Exercise instructions — Reproduce every line of the listing below word for word, omitting the pictures from your answer.

################

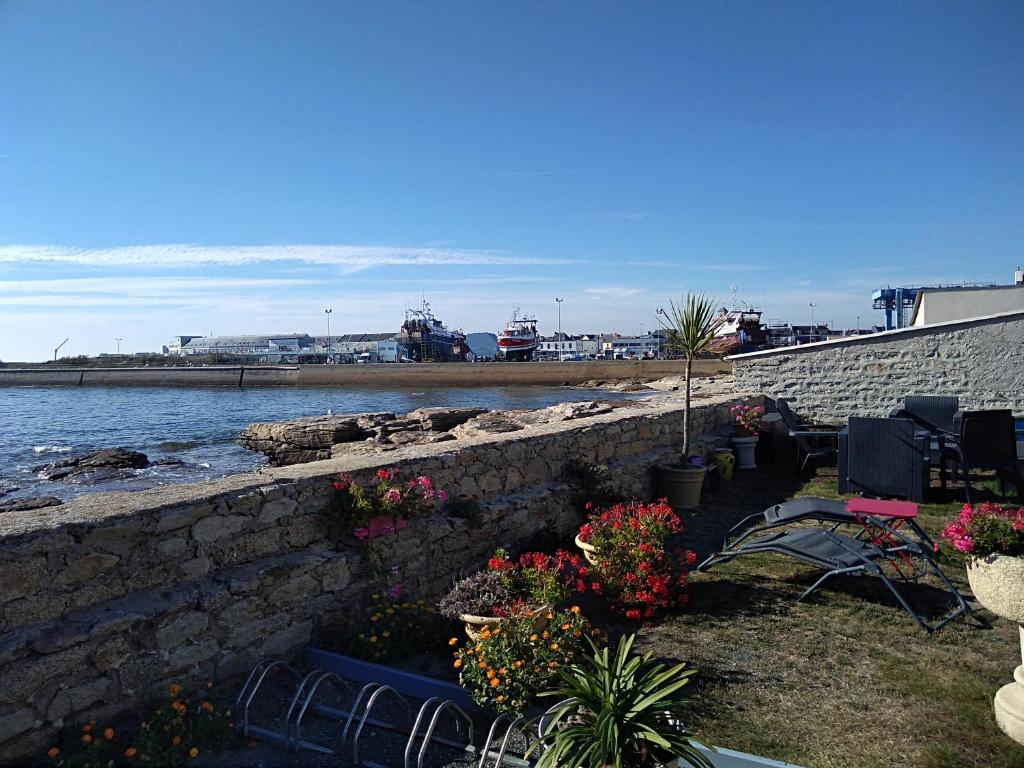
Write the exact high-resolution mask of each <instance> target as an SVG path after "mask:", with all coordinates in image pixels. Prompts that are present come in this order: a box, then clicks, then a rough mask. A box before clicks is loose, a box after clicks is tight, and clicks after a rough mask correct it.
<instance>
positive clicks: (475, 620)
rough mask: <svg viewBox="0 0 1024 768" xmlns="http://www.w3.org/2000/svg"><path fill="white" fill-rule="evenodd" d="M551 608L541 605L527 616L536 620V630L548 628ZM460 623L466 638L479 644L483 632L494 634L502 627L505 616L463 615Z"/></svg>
mask: <svg viewBox="0 0 1024 768" xmlns="http://www.w3.org/2000/svg"><path fill="white" fill-rule="evenodd" d="M551 607H552V606H550V605H541V606H539V607H537V608H534V609H532V610H531V611H529V613H528V614H527V615H529V616H531V617H532V618H534V628H535V629H537V630H538V631H540V630H543V629H544V628H545V627H547V626H548V614H549V613H550V612H551ZM459 621H460V622H462V623H463V626H464V629H465V631H466V637H468V638H469V639H470V640H472V641H473V642H479V641H480V640H481V639H482V635H483V631H484V630H490V631H492V632H494V631H495V630H496V629H498V628H499V627H501V625H502V622H504V621H505V616H477V615H474V614H472V613H462V614H460V615H459Z"/></svg>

################

Your solution —
Write the exact high-resolution mask of each <instance> target as an SVG path after "mask:", with all coordinates in image pixels. Prompts that are present come in this order: a box, then clicks, then a rough mask. A box before clicks is loose, a box after clicks is tight, and clicks after a rough mask correct it.
<instance>
positive clicks: (475, 620)
rough mask: <svg viewBox="0 0 1024 768" xmlns="http://www.w3.org/2000/svg"><path fill="white" fill-rule="evenodd" d="M551 608L541 605L527 616L536 620V630L548 628ZM460 623L466 638L479 644L483 632L494 634L502 627L505 616L463 615Z"/></svg>
mask: <svg viewBox="0 0 1024 768" xmlns="http://www.w3.org/2000/svg"><path fill="white" fill-rule="evenodd" d="M551 607H552V606H550V605H541V606H539V607H537V608H534V609H532V610H531V611H529V613H528V614H527V615H529V616H531V617H532V618H534V628H535V629H537V630H538V631H540V630H543V629H544V628H545V627H547V626H548V614H549V613H550V612H551ZM459 621H460V622H462V623H463V626H464V629H465V631H466V637H468V638H469V639H470V640H472V641H473V642H479V641H480V640H481V639H482V635H483V631H484V630H490V631H492V632H494V631H495V630H496V629H498V628H499V627H501V625H502V622H504V621H505V616H477V615H474V614H472V613H462V614H460V615H459Z"/></svg>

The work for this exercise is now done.